> [Reading passage]:

## Saturday, October 20, 2018

### Flavors of Sampling in Ray Tracing

Most "ray tracers" these days are what we used to call "path tracers" or "Monte Carlo ray tracers".   Because they all have about the same core architecture, this short hand is taking over.

These ray tracers have variants but a big one is whether the ray tracing is:
• Batch: run your ray tracer in the background until done (e.g., movie renderers)
• Realtime: run what you can in 30ms or some other frame time (e.g. game renderers go RTX!)
• Progressive: just keep updating the image to make it less noisy as you trace more rays (e.g., a lighting program used by at artist in a studio or engineering firm)
For batch rendering let's pretend for now we are only getting noise from antialiasing the pixels so we have a fundamentally 2D program.   This typically has something like the following for each pixel (i,j):

pixel_color = (0,0,0)
for s = 0 to N-1
u =  random_from_0_to_1()
v =  random_from_0_to_1()
pixel_color += sample_ color(i+u,j+v)
pixel_color /= N

That "sample_color()" does whatever it does to sample a font or whatever.    The first thing that bites you is the diminishing return associated with Monte Carlo methods:   error = constant / sqrt(num_samples).     So to halve the error we need 4X the samples.

Don Mitchell has a nice paper that explains that if you take "stratified" samples, you get better error rates for most functions.    In the case of 2D with edges the error = constant / num_samples.   That is LOADS better.   In graphics a common what to stratify samples is called "jittering" where you usually take a perfect square number of samples in each pixel: N = n*n.   This yields the code:

pixel_color = (0,0,0)
for s = 0 to n-1
for t = 0 to n-1
u =  (s + random_from_0_to_1()) / n
v =  (t + random_from_0_to_1()) / n
pixel_color += sample_ color(i+u,j+v)

Visually the difference in the pattern of the samples is more obvious.   There is a very nice blog post on the details of this sampling here, and it includes this nice figure from Suffern's book:

It turns out that you can replace the random samples not only with jittered sample, but with a regular grid and you will converge to the right answer.   But better still you can use quasi-random samples which makes this a quasi-Monte Carlo method (QMC).   The code is largely the same!   Just replace the (u,v) part above.    The theory that justifies it is a bit different, but the key thing is the points need to be "uniform" and not tend to clump anywhere.   These QMC methods have been investigated in detail by my friend and coworker Alex Keller.   The simplest QMC method is, like the jittering, best accomplished if you know N (but it doesn't need to be restricted to a perfect square).   A famous and good one is the Hammersley Point set.   Here's a picture from Wolfram:
It's regular and uniform, but not too regular.

In 2D these sampling patterns, jittering and QMC are way way better than pure random.   However, there is no free lunch.   In a general path tracer, it is more than a 2D problem.   The program might look like this:

For every pixel
for example sample
pick u,v for screen
pick a time t
pick an a,b on lens
if ray hits something
pick a u',v' for light sampling
pick a u",v" for BRDF sampling
recurse

If you track your random number generation and you take 3 diffuse bounces with shadow rays that will be nine random numbers.    You could think of a ray path through the scene as something that gets generated by a function:

ray_path get_ray_path(u, u', u", u'", u"", u""', ....)

> [Work to do]:
1. In the post on sampling in ray tracing, how many times as many samples are needed to halve the error with plain Monte Carlo?
2. Carry the post on sampling in ray tracing forward from where it stops.

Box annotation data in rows
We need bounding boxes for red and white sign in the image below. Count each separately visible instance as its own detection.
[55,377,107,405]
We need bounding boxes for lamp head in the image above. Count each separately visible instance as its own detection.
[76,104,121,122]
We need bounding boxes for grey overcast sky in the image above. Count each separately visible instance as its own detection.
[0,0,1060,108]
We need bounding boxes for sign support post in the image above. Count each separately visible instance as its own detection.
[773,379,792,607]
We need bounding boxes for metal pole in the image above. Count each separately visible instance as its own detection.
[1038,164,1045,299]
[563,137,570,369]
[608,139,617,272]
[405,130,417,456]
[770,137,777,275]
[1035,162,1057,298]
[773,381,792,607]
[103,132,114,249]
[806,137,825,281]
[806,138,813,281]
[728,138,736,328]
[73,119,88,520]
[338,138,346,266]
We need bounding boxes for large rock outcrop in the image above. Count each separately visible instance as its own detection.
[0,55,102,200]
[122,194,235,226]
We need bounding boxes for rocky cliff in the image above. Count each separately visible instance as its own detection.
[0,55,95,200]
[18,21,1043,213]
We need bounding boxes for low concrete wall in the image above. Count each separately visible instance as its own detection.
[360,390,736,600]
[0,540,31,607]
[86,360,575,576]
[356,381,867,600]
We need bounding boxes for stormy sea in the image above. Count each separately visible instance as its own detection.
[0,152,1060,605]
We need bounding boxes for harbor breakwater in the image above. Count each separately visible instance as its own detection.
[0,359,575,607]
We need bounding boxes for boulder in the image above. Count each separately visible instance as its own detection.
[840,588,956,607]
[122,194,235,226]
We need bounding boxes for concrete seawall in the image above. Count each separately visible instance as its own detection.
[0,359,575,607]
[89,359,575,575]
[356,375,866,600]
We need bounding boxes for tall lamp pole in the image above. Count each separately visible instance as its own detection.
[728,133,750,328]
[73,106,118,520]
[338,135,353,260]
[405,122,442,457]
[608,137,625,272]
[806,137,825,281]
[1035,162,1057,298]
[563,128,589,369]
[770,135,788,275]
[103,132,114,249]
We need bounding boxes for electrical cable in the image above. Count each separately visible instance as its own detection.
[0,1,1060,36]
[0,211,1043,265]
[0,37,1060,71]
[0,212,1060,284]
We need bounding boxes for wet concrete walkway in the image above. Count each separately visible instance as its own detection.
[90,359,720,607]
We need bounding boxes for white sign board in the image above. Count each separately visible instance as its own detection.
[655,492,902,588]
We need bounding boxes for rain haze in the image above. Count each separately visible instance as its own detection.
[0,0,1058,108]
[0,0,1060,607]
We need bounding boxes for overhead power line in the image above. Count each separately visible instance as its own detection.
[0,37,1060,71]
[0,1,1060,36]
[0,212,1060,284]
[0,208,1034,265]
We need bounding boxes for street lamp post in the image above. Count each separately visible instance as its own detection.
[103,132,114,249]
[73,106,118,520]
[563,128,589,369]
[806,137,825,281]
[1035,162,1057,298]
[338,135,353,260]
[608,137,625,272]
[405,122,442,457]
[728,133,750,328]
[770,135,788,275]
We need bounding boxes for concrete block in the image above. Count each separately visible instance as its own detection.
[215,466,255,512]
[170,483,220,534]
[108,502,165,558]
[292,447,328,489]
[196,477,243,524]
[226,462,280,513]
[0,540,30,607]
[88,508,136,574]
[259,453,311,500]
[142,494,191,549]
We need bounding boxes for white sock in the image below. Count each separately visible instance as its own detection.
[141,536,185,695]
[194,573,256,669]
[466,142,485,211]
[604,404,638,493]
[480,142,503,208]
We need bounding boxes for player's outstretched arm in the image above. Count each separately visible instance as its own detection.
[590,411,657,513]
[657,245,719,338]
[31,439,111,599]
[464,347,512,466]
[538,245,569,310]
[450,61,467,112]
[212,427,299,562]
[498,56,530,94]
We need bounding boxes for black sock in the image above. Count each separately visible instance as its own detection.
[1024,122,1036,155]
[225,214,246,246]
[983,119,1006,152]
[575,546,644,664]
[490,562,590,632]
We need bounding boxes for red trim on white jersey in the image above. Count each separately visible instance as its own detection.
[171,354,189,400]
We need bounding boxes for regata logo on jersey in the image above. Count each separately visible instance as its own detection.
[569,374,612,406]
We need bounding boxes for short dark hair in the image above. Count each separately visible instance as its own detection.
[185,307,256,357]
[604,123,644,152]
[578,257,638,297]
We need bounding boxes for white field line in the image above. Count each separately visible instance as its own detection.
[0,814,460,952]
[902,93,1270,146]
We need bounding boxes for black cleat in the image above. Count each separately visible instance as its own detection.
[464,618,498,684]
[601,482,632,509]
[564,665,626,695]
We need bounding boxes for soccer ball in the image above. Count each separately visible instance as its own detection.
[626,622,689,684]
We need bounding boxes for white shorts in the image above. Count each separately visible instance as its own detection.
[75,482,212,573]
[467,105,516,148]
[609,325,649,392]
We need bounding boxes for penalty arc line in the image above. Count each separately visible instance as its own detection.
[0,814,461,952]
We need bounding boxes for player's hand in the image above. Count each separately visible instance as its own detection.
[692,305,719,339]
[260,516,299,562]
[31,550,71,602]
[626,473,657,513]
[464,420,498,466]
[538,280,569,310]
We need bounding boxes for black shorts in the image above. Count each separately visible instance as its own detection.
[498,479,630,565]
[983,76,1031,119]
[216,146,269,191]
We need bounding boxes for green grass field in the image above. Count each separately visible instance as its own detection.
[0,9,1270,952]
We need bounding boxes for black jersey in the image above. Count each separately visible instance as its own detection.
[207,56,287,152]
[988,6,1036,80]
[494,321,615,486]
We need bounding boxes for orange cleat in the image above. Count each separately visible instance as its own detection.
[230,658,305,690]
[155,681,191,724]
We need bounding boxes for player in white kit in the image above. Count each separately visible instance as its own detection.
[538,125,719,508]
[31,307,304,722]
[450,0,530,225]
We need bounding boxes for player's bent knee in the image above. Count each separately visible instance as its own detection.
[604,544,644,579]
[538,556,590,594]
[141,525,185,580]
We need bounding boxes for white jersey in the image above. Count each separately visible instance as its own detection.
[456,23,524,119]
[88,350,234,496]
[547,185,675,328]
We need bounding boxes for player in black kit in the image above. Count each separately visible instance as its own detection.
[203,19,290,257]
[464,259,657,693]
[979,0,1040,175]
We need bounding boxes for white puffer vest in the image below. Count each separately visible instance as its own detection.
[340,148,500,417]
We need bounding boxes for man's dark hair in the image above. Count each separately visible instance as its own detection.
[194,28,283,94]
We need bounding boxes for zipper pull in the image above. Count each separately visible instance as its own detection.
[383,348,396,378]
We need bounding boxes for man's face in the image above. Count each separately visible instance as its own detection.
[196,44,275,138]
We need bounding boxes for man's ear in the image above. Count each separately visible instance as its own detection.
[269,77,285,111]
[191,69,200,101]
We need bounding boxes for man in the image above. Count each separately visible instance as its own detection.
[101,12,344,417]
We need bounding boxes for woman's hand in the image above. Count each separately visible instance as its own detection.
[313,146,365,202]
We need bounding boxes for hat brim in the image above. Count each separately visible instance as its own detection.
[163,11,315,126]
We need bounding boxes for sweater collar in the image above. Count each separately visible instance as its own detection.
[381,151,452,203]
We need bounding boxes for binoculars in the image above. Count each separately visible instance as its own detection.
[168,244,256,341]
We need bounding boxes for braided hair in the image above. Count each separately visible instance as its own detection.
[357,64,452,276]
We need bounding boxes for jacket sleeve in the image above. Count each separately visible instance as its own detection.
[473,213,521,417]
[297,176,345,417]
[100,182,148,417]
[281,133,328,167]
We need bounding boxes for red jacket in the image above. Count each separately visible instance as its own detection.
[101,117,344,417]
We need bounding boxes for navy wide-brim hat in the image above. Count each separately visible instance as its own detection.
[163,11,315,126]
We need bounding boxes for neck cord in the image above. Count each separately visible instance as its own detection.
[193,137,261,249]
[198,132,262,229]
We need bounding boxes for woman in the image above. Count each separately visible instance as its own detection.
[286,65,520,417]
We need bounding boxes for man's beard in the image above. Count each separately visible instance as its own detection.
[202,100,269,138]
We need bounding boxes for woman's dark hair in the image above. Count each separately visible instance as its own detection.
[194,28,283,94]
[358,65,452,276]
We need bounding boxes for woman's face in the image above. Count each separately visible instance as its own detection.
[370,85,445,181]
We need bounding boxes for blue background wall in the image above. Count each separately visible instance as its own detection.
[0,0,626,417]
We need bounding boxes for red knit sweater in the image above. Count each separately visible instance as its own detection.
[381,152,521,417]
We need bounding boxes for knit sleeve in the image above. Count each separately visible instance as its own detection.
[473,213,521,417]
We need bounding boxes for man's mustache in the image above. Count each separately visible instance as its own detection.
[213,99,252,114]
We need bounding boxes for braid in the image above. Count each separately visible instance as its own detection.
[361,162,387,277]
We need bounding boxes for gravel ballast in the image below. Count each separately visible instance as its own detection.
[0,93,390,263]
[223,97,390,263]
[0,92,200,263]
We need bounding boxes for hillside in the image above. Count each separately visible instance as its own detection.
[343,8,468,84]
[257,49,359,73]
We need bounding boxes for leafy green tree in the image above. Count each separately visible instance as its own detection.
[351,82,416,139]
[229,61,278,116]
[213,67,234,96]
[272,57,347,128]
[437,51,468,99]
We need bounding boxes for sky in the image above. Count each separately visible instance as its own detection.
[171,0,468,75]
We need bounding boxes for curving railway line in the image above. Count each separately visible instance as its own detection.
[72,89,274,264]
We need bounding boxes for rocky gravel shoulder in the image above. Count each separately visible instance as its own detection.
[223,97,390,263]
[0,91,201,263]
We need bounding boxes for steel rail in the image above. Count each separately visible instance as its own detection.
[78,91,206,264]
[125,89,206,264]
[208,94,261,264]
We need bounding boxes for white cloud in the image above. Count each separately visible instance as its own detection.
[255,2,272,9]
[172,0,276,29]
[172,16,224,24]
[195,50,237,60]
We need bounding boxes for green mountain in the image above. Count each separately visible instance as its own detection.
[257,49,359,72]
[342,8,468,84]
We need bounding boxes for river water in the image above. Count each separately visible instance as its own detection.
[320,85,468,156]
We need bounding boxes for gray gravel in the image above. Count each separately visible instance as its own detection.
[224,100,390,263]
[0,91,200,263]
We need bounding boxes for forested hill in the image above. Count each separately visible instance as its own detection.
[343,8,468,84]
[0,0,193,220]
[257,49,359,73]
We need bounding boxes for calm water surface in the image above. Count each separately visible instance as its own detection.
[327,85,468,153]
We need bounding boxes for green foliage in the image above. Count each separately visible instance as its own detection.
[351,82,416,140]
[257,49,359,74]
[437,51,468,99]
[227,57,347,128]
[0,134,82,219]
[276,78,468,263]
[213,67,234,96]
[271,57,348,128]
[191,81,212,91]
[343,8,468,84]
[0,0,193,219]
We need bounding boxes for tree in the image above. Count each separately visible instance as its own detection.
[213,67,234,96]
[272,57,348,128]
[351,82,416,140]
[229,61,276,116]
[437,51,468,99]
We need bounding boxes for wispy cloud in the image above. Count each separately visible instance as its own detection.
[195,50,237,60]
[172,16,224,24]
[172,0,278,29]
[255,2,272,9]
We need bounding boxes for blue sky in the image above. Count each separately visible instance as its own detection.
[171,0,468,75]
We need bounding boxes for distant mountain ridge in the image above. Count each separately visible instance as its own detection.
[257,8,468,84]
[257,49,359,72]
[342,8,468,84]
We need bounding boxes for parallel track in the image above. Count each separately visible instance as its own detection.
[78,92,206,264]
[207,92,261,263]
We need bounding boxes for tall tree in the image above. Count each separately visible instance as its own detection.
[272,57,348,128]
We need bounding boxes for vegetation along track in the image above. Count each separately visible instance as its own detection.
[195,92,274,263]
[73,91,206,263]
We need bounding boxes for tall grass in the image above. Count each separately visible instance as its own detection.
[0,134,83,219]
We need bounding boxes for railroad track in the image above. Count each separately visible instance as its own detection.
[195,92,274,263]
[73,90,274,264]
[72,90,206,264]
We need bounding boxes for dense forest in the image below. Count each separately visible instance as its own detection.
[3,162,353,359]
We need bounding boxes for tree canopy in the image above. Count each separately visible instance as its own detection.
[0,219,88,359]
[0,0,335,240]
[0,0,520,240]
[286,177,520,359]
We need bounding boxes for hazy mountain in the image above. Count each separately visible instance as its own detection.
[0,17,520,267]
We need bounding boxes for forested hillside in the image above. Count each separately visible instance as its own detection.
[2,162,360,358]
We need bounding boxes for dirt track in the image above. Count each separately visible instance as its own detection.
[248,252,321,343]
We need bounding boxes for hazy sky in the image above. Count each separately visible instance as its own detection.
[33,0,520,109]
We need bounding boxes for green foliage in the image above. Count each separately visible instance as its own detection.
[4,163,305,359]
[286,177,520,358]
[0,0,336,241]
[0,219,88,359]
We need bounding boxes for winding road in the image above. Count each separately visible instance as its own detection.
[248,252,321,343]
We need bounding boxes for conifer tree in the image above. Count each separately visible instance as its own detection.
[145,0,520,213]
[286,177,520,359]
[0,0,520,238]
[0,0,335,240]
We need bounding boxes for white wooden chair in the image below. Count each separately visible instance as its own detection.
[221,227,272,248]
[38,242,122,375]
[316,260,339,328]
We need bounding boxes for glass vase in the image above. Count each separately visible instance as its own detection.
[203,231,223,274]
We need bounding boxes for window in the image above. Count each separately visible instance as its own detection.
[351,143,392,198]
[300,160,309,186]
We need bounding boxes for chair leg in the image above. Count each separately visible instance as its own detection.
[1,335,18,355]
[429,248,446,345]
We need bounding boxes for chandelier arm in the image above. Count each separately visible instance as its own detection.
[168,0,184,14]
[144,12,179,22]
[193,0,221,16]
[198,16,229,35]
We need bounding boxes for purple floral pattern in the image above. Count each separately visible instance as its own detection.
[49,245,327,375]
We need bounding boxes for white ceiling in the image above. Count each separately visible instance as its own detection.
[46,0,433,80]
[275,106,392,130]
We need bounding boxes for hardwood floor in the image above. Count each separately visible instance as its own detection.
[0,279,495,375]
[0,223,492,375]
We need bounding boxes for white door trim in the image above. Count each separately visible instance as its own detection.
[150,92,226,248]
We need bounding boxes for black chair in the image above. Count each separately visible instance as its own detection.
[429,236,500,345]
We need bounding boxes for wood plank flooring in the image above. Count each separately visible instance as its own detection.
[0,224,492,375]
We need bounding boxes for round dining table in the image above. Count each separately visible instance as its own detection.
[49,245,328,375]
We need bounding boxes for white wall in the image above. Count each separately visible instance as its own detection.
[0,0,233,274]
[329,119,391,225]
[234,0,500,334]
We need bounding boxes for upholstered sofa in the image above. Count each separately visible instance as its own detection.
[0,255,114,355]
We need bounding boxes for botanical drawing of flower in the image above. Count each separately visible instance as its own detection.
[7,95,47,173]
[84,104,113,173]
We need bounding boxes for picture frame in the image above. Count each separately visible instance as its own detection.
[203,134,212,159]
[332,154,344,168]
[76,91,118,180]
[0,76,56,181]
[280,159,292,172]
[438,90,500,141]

> [Per-task outputs]:
1. Four times as many samples.

2.
So you sample a nine dimensional hypercube randomly and map those nine-dimensional points to ray paths.   Really this happens in some procedural recursive process, but abstractly it's a mapping.   This means we run into the  CURSE OF DIMENSIONALITY.   Once the integral is high dimensional, if the integrand is complex, STRATIFIED SAMPLING DOESN'T HELP.    However, you will notice (almost?) all serious production ray tracers do add stratified sampling.   Why?

The reason is that for many pixels, the integrand is mostly constant except for two of the dimensions.   For example, consider a pixel that is:

• In focus (so lens sample doesn't matter)
• Not moving (so time sample doesn't matter)
• Doesn't have an edge (so pixel sample doesn't matter)
• Is fully in (or out of) shadow (so light sample doesn't matter)
What does matter is the diffuse bounce.   So it acts like a 2D problem.   So we need the BRDF samples, let's call them u7 and u8, to be well stratified.

QMC methods here typically automatically ensure that various projections of the high dimensional samples are themselves well stratified.    Monte Carlo methods, on the other hand, typically try to get this property for some projections, namely the 2 pixel dimensions, the 2 light dimensions, the 2 lens dimensions, etc.   They typically do this as follows for the 4D case:

1. Create N "good" light samples on [0,1)^2
2. Create N "good" pixel samples on [0,1)^2
3. Create a permutation of the integers 0, ..., N-1
4. Create a 4D pattern using the permutation where the ith sample is light1[i], light2[i],pixel[permute[i]], pixel2[permute[i]].
So a pain :)   There are bunches of papers on doing Monte Carlo, QMC, or "blue noise" uniform random point sets.   But we are yet quite done.

First, we don't know how many dimensions we have!   The program recurses and dies by hitting a dark surface, exiting the scene, or Russian Roulette.    Most programs degenerate to pure random after a few bounces to make it so we can sort of know the dimensionality.

Second, we might want a progressive preview on the renderer where it gets better as you wait.   Here's a nice example.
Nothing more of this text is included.